● TEXTO DE LECTURA:
"""

Las propuestas que algunos partidos políticos y organizaciones sociales llevan tiempo haciendo en España, y muchos debates públicos al respecto durante los últimos años, van precisamente en esa dirección: la de transitar paulatinamente desde el modelo de RMI de los actuales programas de las CC.AA. a un modelo de RG (que relaje la condicionalidad conductual de las prestaciones y amplíe la cobertura a todos aquellos hogares que se encuentren por debajo del umbral mínimo de ingresos establecido), a la vez que se abre la posibilidad de introducir medidas de CS como las ya existentes desde 1998 en el País Vasco y en muchos otros programas en la Unión Europea (Noguera 2017a, 2018b, 2019a).
¿Una nueva generación de rentas mínimas en España?

"""

● FILAS EXTRAÍDAS:
"""

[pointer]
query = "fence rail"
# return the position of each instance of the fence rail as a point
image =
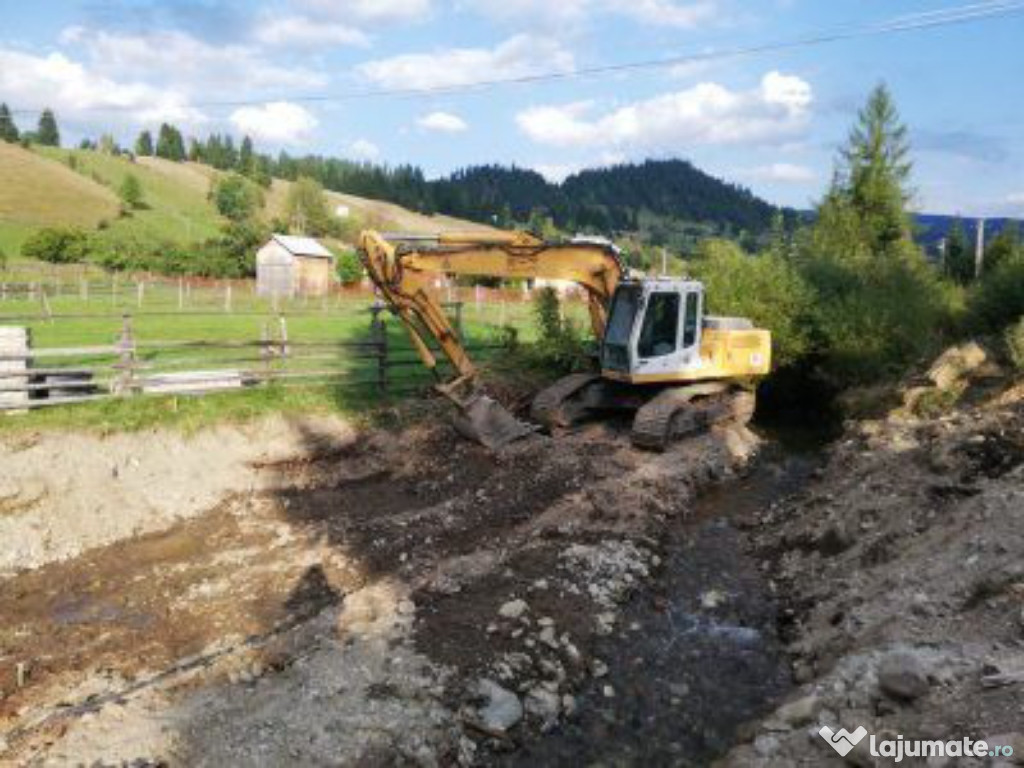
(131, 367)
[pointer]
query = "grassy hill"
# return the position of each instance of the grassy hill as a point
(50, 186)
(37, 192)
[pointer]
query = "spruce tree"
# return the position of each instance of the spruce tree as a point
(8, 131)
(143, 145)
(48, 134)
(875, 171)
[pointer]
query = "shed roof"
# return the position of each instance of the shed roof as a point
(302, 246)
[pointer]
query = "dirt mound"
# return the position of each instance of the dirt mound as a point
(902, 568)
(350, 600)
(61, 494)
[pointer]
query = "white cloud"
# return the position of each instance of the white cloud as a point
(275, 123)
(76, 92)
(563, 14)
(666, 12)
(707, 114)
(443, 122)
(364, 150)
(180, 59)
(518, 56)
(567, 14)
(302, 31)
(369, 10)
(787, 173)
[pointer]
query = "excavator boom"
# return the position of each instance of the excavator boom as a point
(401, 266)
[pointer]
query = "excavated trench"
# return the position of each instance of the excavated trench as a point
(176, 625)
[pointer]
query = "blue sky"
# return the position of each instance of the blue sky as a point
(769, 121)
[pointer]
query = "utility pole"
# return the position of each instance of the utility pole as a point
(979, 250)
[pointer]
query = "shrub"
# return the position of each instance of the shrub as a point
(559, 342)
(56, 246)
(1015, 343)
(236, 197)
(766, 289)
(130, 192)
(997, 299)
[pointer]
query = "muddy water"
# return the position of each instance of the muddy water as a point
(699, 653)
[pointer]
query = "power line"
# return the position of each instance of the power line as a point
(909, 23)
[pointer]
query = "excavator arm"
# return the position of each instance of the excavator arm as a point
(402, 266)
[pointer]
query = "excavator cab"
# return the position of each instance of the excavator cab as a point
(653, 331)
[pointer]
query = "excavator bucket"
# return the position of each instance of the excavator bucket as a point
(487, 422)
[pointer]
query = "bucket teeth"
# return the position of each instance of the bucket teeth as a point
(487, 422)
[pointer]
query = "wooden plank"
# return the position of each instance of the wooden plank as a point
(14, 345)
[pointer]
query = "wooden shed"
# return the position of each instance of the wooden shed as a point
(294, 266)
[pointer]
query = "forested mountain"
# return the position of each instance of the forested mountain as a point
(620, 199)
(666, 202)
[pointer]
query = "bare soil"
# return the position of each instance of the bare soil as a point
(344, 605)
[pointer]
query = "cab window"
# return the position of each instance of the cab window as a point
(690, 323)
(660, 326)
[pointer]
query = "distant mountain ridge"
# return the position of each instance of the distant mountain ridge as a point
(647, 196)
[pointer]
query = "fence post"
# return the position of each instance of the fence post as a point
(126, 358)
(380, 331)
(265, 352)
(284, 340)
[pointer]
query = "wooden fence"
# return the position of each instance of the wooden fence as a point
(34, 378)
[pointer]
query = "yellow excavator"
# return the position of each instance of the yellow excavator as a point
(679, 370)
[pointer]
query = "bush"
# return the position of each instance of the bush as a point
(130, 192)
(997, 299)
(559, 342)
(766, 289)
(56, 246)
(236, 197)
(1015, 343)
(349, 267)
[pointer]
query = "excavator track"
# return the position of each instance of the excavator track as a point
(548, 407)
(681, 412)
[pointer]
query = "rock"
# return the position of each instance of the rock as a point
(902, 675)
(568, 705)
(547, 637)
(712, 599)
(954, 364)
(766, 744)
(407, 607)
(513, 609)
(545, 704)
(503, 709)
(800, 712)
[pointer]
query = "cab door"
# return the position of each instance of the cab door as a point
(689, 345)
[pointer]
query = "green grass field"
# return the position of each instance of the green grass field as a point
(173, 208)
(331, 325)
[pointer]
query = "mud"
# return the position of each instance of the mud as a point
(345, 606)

"""
"""

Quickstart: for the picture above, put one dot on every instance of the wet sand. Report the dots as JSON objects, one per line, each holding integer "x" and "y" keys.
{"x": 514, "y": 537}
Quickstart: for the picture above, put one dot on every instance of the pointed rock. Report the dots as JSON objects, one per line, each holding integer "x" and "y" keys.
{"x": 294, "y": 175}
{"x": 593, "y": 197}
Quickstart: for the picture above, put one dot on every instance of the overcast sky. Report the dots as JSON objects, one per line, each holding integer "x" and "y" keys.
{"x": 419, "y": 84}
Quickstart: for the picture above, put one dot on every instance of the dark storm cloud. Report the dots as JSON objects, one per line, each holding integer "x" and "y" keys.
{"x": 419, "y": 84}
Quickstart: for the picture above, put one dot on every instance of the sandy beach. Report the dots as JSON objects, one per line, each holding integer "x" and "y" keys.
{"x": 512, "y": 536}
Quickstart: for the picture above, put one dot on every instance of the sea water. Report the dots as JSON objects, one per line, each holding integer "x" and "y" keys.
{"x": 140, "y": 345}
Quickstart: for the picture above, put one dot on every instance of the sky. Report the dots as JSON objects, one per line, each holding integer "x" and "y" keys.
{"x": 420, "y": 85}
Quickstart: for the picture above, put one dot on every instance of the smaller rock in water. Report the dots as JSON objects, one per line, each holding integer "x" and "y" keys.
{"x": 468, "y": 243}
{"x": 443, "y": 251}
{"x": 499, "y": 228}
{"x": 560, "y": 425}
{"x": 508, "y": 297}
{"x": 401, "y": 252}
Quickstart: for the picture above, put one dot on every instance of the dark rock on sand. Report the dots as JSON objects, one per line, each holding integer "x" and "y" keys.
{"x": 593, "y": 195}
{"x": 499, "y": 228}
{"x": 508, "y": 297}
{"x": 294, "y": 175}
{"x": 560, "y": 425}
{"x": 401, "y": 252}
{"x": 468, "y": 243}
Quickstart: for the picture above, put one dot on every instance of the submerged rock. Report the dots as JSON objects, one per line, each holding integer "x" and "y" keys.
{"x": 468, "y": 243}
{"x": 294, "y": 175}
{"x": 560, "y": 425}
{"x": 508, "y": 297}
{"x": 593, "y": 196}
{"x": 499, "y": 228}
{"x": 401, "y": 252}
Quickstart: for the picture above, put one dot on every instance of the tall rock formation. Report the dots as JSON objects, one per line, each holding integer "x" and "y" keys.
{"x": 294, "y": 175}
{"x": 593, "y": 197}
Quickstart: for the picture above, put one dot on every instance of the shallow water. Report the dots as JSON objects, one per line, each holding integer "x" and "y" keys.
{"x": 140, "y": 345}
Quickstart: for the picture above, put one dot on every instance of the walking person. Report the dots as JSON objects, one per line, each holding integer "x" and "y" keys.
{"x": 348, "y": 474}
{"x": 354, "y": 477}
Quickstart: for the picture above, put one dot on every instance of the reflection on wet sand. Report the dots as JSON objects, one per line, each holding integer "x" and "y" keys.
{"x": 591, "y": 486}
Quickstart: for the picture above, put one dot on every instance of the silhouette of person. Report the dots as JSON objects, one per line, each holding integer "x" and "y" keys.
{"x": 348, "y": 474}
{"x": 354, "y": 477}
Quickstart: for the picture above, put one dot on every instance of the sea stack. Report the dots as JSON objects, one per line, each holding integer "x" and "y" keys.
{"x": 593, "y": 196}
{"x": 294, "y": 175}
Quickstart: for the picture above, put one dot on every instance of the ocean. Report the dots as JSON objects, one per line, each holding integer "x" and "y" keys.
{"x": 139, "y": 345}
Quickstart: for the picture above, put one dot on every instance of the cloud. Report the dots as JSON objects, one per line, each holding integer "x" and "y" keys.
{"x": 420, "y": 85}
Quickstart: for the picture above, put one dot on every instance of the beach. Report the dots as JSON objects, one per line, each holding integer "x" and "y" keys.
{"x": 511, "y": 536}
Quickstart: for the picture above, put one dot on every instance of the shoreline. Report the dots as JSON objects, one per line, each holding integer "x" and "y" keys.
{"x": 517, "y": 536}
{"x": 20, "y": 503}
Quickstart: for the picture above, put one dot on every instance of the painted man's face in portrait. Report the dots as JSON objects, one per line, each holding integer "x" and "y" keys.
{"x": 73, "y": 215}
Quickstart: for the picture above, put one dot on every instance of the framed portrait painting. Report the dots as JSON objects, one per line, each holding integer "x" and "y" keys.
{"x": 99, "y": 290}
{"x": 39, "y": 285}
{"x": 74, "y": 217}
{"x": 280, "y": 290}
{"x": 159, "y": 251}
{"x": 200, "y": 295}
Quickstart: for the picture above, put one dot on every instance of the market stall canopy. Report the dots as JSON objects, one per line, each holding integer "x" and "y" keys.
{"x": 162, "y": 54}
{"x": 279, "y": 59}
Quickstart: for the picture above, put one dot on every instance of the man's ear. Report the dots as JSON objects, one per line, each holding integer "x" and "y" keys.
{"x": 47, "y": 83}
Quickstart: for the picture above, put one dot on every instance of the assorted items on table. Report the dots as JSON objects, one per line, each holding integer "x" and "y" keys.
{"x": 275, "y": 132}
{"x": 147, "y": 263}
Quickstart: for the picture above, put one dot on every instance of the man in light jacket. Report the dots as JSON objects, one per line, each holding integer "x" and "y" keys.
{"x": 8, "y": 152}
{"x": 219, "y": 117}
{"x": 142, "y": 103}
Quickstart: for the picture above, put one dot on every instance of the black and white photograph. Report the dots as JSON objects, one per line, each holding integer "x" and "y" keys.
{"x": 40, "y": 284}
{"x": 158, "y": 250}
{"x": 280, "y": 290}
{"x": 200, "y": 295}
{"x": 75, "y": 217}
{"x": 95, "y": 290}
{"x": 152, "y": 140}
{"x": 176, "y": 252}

"""
"""

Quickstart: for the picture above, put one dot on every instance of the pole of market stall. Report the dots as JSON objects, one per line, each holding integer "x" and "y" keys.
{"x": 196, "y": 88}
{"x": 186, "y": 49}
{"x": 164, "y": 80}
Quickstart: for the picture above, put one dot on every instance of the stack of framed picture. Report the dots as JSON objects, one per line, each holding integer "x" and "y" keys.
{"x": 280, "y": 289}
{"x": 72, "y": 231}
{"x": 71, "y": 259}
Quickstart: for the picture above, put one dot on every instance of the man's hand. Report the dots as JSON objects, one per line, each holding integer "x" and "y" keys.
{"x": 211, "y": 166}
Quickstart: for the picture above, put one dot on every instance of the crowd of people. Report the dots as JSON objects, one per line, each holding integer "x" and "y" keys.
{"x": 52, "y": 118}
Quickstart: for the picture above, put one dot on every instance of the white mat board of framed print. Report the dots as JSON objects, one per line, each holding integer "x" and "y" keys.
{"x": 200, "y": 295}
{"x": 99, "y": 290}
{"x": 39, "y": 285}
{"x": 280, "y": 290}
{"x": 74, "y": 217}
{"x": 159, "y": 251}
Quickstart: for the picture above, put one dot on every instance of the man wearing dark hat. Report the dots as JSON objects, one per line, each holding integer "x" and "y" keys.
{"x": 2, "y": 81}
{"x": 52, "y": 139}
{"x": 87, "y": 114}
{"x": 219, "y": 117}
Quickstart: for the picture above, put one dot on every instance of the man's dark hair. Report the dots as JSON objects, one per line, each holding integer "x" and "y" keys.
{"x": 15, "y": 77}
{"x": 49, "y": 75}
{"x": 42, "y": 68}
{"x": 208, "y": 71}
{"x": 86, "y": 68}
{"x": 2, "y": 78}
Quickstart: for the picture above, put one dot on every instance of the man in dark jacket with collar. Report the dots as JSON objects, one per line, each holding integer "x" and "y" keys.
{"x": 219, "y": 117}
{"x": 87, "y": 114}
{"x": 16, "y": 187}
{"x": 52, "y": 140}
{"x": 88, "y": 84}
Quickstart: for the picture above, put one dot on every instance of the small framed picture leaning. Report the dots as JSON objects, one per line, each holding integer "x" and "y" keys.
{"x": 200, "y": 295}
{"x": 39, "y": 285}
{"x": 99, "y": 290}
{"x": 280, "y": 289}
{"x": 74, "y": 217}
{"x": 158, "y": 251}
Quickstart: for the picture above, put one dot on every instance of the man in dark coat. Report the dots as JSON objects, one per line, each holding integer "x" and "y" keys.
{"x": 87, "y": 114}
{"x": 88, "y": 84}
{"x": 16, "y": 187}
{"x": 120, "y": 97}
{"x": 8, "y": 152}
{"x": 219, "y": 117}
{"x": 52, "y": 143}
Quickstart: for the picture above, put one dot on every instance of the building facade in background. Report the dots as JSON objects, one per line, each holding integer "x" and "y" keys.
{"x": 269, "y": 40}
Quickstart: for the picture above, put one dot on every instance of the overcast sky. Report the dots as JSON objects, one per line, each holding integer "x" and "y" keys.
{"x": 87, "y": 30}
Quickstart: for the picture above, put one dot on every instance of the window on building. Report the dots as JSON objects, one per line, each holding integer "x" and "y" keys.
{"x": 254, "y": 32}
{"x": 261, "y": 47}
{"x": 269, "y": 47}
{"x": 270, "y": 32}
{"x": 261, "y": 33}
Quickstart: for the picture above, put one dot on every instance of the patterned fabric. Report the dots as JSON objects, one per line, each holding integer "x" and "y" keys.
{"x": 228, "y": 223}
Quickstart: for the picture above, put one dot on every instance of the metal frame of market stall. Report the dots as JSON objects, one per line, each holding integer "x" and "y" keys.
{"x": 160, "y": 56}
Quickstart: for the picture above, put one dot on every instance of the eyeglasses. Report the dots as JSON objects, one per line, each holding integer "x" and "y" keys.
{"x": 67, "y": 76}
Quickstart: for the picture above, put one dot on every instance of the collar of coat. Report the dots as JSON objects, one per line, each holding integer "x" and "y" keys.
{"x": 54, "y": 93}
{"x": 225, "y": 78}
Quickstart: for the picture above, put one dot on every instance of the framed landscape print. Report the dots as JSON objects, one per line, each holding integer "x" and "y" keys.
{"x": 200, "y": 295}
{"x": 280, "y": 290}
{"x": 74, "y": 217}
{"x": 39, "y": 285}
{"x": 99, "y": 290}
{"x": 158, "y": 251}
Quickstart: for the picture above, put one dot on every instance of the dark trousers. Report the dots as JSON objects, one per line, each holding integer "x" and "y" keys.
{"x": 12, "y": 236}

"""

● ENUNCIADO:
Escribe la continuación del texto sobre las rentas mínimas en España a partir del título con que termina. Las filas no intervienen en esta actividad.

● RESULTADO:
El hecho es que en muchas CC.AA. del Estado se están poniendo en marcha reformas de los programas tradicionales de rentas mínimas que aumentan tanto la generosidad como la incondicionalidad de dichas prestaciones, al mismo tiempo que se introducen interesantes innovaciones en su diseño y gestión. Esto supone sin duda una tendencia a contracorriente de lo que ha sido la tónica habitual (con pocas excepciones) en nuestro país, pero también, en cierto modo, a nivel europeo, pues hoy día observamos más bien un preocupante giro hacia una mayor condicionalidad laboral y un recorte de la cobertura (como, por ejemplo, es el caso del universal credit británico).
Las susodichas reformas, sin embargo, se están haciendo con relativa discreción y sin obtener la proyección mediática que algunas otras experiencias han atraído (como los experimentos piloto sobre «renta básica universal» realizados en Finlandia, Países Bajos y otros países), cuando en realidad introducen medidas muy similares, con la ventaja de aplicarlas dentro de una política real, y no en un piloto experimental a una pequeña muestra de población. Es de esperar que los resultados de muchas de estas reformas (si su implementación no se frustra) ofrecerán, en unos pocos años, mucha información de calidad para responder a algunas de las preguntas que aún no tienen respuesta concluyente respecto de la efectividad de los programas de rentas mínimas en función de su diseño.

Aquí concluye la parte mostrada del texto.